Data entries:
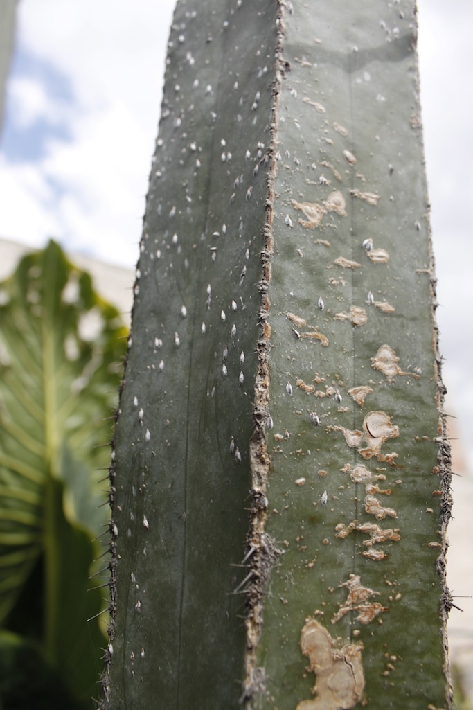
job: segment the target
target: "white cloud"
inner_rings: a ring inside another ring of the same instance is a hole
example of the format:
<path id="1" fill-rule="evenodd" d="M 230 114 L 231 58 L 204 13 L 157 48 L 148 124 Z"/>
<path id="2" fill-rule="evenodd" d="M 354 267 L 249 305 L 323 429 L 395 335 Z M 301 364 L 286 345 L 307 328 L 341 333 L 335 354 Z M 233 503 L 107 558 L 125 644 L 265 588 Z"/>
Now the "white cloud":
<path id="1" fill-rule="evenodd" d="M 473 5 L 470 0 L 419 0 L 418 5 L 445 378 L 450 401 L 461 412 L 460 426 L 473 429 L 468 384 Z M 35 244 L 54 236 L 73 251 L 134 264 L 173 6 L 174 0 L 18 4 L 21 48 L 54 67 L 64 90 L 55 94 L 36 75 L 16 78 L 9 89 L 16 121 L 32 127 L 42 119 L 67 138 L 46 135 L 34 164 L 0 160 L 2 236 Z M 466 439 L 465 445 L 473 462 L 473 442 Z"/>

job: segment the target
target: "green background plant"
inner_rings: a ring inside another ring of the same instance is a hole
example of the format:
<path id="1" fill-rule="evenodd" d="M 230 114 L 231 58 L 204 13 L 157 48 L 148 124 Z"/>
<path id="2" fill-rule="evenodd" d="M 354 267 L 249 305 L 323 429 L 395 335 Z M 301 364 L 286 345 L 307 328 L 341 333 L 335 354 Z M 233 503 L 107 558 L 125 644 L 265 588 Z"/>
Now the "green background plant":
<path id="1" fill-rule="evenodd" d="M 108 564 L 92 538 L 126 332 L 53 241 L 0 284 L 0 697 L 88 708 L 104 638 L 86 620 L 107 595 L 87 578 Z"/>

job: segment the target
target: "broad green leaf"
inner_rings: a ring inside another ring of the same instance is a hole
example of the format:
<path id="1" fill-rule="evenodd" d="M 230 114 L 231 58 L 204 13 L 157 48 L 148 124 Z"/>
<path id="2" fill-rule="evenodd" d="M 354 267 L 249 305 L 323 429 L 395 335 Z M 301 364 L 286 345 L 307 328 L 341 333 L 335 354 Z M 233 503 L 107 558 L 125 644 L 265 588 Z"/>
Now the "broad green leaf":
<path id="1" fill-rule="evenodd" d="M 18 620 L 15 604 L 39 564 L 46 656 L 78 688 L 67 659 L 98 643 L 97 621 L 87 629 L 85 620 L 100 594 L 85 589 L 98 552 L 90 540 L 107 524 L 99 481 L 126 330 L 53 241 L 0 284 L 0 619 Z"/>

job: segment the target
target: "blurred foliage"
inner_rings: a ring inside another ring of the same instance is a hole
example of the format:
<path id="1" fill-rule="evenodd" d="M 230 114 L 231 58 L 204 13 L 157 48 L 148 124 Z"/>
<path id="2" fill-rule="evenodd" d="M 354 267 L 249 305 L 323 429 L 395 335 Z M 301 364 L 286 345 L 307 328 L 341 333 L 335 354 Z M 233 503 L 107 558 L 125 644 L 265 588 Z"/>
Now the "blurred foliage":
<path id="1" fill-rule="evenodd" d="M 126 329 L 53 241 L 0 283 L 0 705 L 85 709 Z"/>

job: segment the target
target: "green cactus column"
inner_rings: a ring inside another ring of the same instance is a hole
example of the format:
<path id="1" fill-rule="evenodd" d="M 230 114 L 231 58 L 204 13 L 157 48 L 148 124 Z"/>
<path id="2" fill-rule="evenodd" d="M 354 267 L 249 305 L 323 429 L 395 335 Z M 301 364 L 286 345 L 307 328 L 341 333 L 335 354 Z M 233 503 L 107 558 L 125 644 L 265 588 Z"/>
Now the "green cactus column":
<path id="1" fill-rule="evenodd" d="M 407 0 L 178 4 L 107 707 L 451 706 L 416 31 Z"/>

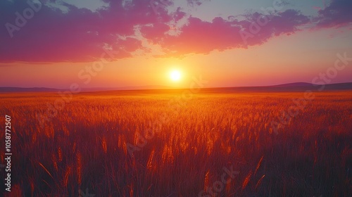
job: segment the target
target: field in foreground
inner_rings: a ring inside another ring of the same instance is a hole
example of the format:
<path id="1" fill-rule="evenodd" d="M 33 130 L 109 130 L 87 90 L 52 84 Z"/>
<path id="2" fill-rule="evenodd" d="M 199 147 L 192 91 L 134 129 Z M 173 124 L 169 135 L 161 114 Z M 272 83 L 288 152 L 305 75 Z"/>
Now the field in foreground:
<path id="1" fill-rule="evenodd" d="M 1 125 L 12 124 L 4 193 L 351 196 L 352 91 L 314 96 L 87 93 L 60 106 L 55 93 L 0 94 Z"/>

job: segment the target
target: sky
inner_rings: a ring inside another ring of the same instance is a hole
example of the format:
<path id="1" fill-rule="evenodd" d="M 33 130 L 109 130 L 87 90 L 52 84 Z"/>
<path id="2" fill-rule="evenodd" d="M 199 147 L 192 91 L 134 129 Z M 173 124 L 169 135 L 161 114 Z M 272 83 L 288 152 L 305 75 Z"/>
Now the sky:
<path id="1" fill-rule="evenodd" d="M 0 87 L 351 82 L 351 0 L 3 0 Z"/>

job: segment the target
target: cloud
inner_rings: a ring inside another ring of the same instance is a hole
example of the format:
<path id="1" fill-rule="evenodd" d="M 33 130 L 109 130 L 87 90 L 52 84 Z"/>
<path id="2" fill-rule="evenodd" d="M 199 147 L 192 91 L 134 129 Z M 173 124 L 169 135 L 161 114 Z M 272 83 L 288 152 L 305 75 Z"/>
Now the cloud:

- **GIVEN INSTRUCTION**:
Could you retype the data above line for line, leaving the pictures out?

- **SOLUTION BELOW**:
job: segment the target
target: "white cloud"
inner_rings: a ring inside another ring of the same instance is a hole
example of the format:
<path id="1" fill-rule="evenodd" d="M 230 114 L 231 58 L 204 13 L 157 48 L 148 124 Z"/>
<path id="2" fill-rule="evenodd" d="M 354 267 L 249 305 L 323 429 L 395 335 Z M 301 364 L 286 345 L 307 328 L 341 333 L 335 354 Z M 233 503 L 107 558 L 125 644 L 265 588 Z"/>
Now the "white cloud":
<path id="1" fill-rule="evenodd" d="M 473 5 L 470 0 L 419 0 L 418 5 L 445 378 L 450 401 L 461 412 L 460 426 L 473 429 L 468 384 Z M 35 244 L 54 236 L 73 251 L 134 264 L 173 6 L 174 0 L 18 4 L 21 48 L 54 67 L 64 90 L 55 94 L 36 75 L 16 78 L 9 89 L 16 121 L 32 127 L 42 119 L 67 138 L 46 135 L 34 164 L 0 160 L 2 236 Z M 466 439 L 465 445 L 473 462 L 473 442 Z"/>

job: segment the target
target: "green background plant"
inner_rings: a ring inside another ring of the same instance is a hole
example of the format:
<path id="1" fill-rule="evenodd" d="M 230 114 L 231 58 L 204 13 L 157 48 L 148 124 Z"/>
<path id="2" fill-rule="evenodd" d="M 354 267 L 249 305 L 323 429 L 395 335 Z M 301 364 L 286 345 L 307 328 L 341 333 L 335 354 Z M 233 503 L 107 558 L 125 644 L 265 588 Z"/>
Now the "green background plant":
<path id="1" fill-rule="evenodd" d="M 108 564 L 92 538 L 126 332 L 53 241 L 0 284 L 0 697 L 88 708 L 104 638 L 86 620 L 107 595 L 87 578 Z"/>

job: segment the target
target: "broad green leaf"
inner_rings: a ring inside another ring of the same instance is a hole
example of the format:
<path id="1" fill-rule="evenodd" d="M 230 114 L 231 58 L 204 13 L 157 48 L 148 124 Z"/>
<path id="2" fill-rule="evenodd" d="M 354 267 L 249 305 L 323 429 L 395 335 Z M 301 364 L 286 345 L 307 328 L 341 333 L 335 354 Z M 233 503 L 107 558 L 125 644 L 265 588 Z"/>
Now the "broad green leaf":
<path id="1" fill-rule="evenodd" d="M 18 620 L 15 604 L 39 564 L 46 656 L 78 688 L 67 659 L 98 643 L 97 621 L 87 629 L 85 620 L 100 594 L 85 589 L 98 552 L 90 540 L 107 524 L 99 481 L 126 330 L 53 241 L 0 284 L 0 619 Z"/>

job: segment the target
target: "blurred foliage"
inner_rings: a ring inside another ring of the same instance is a hole
example of the format:
<path id="1" fill-rule="evenodd" d="M 230 114 L 231 58 L 204 13 L 157 48 L 148 124 Z"/>
<path id="2" fill-rule="evenodd" d="M 354 267 L 249 305 L 323 429 L 395 335 Z M 301 364 L 286 345 L 307 328 L 341 333 L 335 354 Z M 233 503 L 107 558 L 125 644 L 265 588 Z"/>
Now the "blurred foliage":
<path id="1" fill-rule="evenodd" d="M 126 329 L 53 241 L 0 283 L 0 705 L 85 709 Z"/>

job: segment the target
target: "green cactus column"
inner_rings: a ring inside another ring of the same instance is a hole
example of the format:
<path id="1" fill-rule="evenodd" d="M 230 114 L 231 58 L 204 13 L 157 48 L 148 124 Z"/>
<path id="2" fill-rule="evenodd" d="M 354 267 L 249 305 L 323 429 L 395 335 Z M 301 364 L 286 345 L 307 328 L 341 333 L 335 354 Z M 233 503 L 107 558 L 125 644 L 265 588 Z"/>
Now the "green cactus column":
<path id="1" fill-rule="evenodd" d="M 407 0 L 178 4 L 107 707 L 451 706 L 416 31 Z"/>

job: segment the target
target: field in foreground
inner_rings: a ring inside another ring of the same instance is a hole
example of the format:
<path id="1" fill-rule="evenodd" d="M 33 130 L 109 130 L 87 90 L 52 84 Z"/>
<path id="2" fill-rule="evenodd" d="M 199 147 L 192 91 L 134 129 Z M 173 124 L 169 135 L 161 114 Z M 272 83 L 288 152 L 305 75 Z"/>
Now the field in foreground:
<path id="1" fill-rule="evenodd" d="M 1 125 L 12 124 L 4 193 L 351 196 L 352 91 L 314 96 L 87 93 L 60 106 L 55 93 L 0 94 Z"/>

job: segment the target
target: sky
inner_rings: a ring inside another ring of the same instance is a hole
example of the format:
<path id="1" fill-rule="evenodd" d="M 33 130 L 109 130 L 87 90 L 52 84 Z"/>
<path id="2" fill-rule="evenodd" d="M 199 147 L 192 91 L 134 129 Z M 173 124 L 169 135 L 161 114 Z M 272 83 L 288 152 L 305 75 Z"/>
Now the sky:
<path id="1" fill-rule="evenodd" d="M 0 87 L 351 82 L 351 0 L 3 0 Z"/>

job: segment the target
target: cloud
inner_rings: a ring inside another ring of the same instance is a hole
example of the format:
<path id="1" fill-rule="evenodd" d="M 33 130 L 109 130 L 87 90 L 52 84 Z"/>
<path id="2" fill-rule="evenodd" d="M 199 147 L 192 91 L 134 129 Z M 173 124 L 169 135 L 161 114 Z M 272 83 L 288 152 L 305 75 Z"/>
Now the cloud:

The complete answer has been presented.